> _PROMPT_: Filter the data below, keeping only lines that contain "microwave".
DATA section start
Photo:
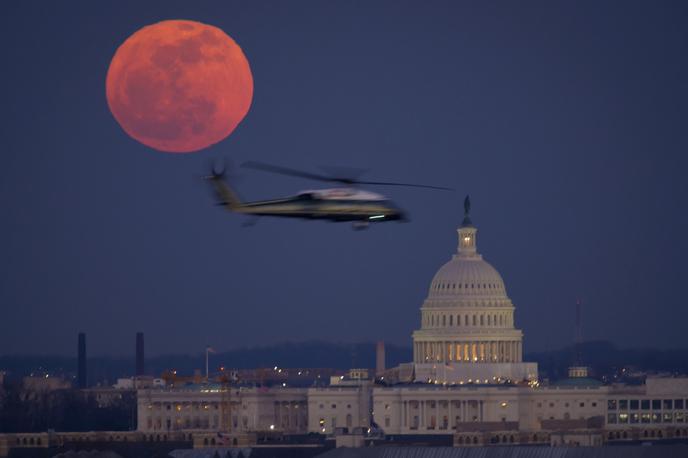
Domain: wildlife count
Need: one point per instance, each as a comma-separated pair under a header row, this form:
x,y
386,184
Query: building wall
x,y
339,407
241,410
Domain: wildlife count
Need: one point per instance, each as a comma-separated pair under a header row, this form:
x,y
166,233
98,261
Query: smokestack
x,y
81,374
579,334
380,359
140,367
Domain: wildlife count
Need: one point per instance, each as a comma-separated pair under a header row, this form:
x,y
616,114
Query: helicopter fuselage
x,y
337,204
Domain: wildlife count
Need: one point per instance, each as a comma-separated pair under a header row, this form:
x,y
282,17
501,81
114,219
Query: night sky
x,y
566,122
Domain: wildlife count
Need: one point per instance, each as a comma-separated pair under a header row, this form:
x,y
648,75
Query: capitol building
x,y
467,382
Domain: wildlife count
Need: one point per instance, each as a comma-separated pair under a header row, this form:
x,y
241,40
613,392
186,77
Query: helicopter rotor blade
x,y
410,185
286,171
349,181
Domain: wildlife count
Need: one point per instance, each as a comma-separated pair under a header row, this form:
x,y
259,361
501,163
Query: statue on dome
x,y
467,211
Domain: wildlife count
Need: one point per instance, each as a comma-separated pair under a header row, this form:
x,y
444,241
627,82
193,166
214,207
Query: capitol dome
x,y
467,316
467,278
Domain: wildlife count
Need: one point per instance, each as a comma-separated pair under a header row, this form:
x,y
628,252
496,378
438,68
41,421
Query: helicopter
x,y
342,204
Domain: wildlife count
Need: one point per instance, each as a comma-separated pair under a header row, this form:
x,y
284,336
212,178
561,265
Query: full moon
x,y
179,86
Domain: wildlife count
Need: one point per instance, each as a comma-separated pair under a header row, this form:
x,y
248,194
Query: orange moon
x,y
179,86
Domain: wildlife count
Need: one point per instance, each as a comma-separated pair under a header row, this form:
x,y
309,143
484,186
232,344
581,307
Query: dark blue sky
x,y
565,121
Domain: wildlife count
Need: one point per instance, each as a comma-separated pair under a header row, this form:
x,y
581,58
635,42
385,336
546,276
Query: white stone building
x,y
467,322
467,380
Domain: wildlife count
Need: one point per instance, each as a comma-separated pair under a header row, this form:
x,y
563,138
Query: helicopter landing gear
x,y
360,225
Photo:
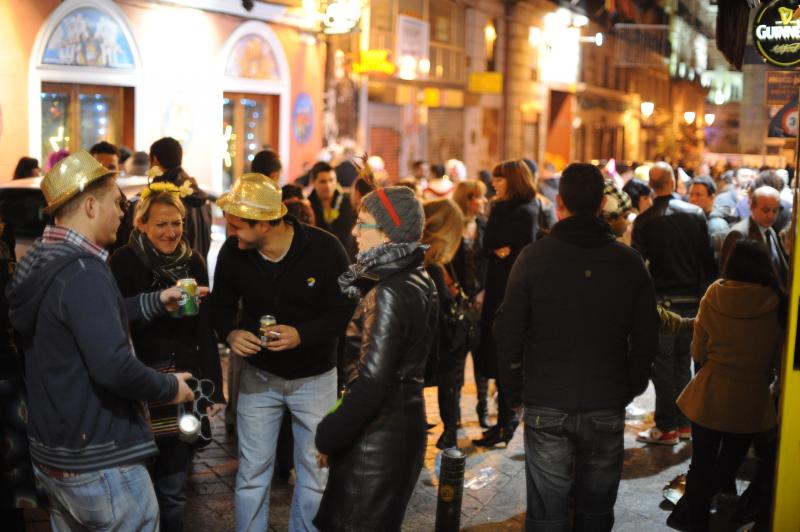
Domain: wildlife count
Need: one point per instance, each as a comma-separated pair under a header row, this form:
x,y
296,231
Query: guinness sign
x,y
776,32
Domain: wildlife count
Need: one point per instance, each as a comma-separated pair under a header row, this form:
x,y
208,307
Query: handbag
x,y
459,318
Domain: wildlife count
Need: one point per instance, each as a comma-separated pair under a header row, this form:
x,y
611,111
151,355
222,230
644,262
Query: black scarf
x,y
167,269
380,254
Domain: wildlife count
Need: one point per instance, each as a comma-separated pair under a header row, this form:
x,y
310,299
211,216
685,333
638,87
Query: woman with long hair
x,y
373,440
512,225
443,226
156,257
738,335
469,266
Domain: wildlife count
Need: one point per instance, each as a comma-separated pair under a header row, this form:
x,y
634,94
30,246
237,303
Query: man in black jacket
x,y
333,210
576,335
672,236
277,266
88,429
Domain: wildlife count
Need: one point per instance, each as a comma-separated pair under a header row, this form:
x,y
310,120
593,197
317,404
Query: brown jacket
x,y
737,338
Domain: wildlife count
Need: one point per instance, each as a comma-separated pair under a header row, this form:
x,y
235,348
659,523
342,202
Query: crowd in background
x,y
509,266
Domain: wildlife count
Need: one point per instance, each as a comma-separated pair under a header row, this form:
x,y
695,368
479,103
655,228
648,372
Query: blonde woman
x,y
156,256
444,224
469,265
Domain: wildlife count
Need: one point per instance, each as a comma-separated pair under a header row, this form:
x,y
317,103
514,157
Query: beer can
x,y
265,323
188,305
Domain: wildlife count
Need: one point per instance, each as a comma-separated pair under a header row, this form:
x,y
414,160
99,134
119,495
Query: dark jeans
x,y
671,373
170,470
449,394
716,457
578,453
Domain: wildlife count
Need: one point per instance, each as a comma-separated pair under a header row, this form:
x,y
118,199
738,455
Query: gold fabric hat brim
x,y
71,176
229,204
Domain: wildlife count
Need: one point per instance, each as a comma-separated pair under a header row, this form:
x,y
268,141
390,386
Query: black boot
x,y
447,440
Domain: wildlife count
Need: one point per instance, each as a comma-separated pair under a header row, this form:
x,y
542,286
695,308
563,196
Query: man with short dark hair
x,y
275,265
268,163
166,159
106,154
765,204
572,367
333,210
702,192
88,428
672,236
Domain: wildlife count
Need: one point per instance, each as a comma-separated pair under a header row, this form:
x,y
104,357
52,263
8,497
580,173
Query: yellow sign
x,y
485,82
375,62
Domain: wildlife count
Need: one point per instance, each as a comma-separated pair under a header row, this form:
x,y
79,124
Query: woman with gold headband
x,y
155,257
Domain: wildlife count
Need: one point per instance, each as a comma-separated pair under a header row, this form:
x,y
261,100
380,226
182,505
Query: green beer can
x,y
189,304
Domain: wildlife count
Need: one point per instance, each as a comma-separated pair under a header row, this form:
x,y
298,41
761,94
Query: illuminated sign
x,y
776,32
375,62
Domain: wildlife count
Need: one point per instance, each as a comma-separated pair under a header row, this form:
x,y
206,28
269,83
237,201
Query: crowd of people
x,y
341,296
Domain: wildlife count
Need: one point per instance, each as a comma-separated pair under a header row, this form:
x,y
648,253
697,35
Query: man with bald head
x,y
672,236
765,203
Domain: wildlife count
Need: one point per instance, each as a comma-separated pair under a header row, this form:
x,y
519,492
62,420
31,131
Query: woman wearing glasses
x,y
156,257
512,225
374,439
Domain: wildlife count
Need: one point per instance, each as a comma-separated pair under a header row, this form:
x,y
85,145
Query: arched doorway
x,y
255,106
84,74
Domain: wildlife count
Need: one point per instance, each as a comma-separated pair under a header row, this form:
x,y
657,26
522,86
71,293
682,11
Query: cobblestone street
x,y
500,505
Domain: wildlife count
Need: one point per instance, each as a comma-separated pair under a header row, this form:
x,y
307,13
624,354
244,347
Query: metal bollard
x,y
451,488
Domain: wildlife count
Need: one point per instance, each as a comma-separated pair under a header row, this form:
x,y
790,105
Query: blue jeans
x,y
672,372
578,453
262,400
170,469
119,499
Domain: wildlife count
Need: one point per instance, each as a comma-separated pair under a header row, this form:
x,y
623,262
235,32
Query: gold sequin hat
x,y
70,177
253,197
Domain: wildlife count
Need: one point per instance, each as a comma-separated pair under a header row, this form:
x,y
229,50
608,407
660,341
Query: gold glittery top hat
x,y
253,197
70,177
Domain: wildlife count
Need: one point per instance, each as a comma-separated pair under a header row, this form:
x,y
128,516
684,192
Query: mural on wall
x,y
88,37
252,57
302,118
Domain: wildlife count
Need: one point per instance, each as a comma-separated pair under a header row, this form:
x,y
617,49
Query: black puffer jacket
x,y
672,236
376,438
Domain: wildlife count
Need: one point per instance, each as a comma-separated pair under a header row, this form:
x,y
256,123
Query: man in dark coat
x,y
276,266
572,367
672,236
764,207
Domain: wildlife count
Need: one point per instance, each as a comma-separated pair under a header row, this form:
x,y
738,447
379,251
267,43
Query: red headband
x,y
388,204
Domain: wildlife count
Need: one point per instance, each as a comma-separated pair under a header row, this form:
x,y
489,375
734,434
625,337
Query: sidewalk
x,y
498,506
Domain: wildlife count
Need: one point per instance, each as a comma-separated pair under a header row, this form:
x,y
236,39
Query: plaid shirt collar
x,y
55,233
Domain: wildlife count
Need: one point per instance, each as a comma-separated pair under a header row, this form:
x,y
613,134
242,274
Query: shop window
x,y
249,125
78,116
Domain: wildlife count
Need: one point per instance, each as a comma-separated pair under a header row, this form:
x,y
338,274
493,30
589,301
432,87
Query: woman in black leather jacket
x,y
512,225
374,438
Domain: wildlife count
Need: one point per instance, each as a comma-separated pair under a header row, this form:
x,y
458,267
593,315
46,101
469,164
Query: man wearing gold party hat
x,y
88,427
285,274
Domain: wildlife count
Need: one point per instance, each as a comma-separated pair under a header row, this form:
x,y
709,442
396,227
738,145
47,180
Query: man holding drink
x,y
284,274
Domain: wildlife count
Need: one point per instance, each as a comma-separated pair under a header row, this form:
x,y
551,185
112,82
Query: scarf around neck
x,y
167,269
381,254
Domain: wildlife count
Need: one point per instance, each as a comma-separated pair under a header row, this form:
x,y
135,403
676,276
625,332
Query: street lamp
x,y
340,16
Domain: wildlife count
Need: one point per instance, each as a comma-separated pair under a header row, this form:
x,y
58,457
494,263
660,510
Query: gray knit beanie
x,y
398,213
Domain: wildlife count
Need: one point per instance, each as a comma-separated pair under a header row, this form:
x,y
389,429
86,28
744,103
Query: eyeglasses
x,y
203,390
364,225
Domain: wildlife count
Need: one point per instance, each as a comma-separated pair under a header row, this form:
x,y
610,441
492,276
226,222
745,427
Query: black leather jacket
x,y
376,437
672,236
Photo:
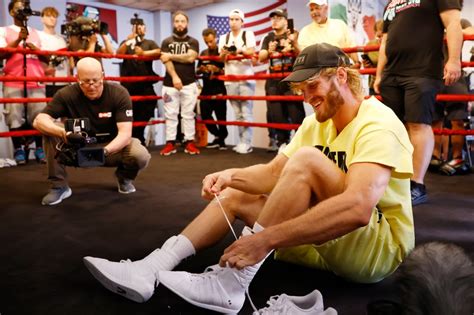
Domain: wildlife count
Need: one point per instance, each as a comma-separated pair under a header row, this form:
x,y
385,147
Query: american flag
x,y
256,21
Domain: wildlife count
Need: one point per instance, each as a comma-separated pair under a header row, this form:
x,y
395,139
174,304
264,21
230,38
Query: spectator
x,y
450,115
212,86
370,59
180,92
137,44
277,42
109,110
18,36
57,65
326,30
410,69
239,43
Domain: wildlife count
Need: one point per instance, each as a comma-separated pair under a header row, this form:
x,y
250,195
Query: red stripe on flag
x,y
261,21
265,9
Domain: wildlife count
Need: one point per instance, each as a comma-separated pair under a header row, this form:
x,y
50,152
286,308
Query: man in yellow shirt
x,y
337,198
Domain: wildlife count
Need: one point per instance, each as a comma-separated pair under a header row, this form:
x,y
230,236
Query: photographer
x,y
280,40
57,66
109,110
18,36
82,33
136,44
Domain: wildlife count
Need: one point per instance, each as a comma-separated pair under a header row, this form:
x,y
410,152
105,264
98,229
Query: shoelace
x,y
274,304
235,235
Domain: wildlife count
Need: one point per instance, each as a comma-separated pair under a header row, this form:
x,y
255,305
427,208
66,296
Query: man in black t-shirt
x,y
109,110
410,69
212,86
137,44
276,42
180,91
DATA section end
DATA section start
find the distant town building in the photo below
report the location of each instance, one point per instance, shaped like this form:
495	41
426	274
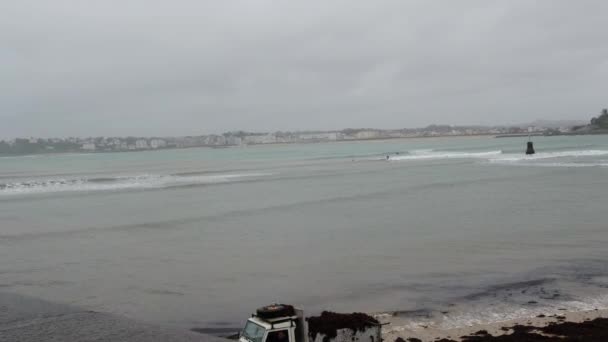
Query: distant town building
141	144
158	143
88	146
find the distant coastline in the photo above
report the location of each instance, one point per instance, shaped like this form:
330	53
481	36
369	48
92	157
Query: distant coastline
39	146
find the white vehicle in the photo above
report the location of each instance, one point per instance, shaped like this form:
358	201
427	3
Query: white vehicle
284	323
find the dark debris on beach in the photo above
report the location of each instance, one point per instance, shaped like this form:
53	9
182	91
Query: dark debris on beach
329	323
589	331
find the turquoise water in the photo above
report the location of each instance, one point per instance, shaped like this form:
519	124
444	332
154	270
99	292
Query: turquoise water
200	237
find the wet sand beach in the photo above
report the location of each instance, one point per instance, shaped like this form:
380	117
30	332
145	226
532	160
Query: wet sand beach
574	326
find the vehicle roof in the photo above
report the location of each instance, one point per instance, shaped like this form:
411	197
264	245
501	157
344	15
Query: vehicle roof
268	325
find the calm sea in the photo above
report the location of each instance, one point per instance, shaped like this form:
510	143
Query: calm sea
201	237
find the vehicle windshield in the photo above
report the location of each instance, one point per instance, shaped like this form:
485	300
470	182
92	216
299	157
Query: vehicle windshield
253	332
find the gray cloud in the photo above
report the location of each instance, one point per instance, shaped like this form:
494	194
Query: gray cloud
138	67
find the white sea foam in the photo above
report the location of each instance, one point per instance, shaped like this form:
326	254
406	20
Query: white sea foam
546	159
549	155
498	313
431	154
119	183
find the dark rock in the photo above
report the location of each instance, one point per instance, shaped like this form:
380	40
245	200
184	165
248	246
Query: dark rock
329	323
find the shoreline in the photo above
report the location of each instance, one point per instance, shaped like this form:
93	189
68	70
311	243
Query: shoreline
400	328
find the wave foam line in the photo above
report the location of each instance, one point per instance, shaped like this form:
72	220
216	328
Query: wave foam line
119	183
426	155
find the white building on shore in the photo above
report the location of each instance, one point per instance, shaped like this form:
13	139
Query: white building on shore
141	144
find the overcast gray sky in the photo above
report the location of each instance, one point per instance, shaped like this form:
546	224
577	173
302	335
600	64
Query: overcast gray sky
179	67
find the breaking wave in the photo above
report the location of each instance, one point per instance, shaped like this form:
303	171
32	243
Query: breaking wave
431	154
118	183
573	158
DATA section end
DATA section start
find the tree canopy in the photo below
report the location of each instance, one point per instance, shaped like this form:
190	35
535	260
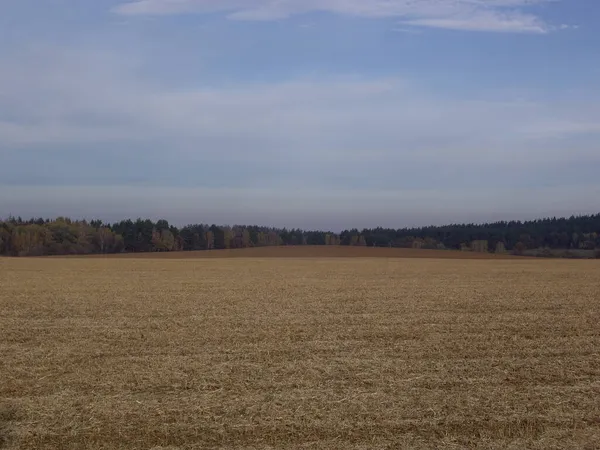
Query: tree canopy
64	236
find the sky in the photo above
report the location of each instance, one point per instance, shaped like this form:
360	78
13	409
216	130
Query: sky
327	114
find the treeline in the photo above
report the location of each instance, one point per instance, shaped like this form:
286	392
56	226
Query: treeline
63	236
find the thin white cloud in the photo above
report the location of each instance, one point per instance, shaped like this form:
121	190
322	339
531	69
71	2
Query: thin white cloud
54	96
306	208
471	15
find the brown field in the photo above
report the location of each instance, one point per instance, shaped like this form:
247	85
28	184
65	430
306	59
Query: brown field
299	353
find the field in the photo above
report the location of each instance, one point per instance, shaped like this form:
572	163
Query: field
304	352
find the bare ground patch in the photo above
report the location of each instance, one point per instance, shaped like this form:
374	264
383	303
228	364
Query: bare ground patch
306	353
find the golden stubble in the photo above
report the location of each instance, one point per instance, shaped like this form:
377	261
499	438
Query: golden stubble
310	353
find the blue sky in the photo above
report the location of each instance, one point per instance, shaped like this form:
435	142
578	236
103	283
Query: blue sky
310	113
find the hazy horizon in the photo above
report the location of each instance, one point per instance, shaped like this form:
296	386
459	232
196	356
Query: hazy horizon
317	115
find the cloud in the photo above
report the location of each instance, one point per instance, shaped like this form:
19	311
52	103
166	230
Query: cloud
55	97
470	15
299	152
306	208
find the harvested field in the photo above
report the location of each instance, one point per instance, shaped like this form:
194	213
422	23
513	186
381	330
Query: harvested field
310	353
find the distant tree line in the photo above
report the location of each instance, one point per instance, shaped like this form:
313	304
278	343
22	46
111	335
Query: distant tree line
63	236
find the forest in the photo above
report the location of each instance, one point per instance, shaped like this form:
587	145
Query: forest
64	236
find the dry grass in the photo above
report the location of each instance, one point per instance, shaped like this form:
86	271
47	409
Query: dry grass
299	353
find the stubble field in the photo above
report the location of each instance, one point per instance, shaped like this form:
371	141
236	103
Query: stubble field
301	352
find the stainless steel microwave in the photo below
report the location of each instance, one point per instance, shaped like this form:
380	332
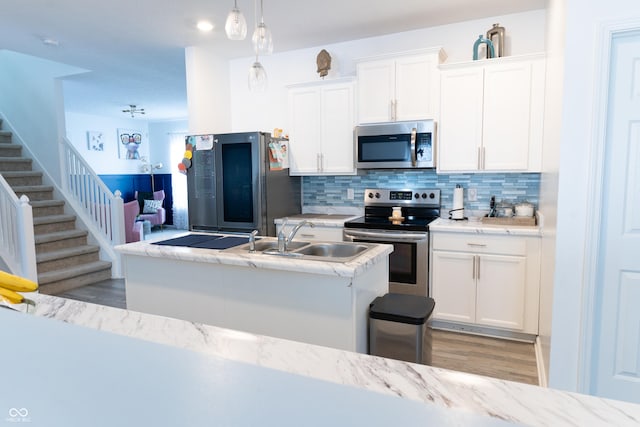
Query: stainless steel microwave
DATA section end
> _WRITTEN SOLUTION_:
find the stainless steel microwave in the photo below
Query: stainless steel microwave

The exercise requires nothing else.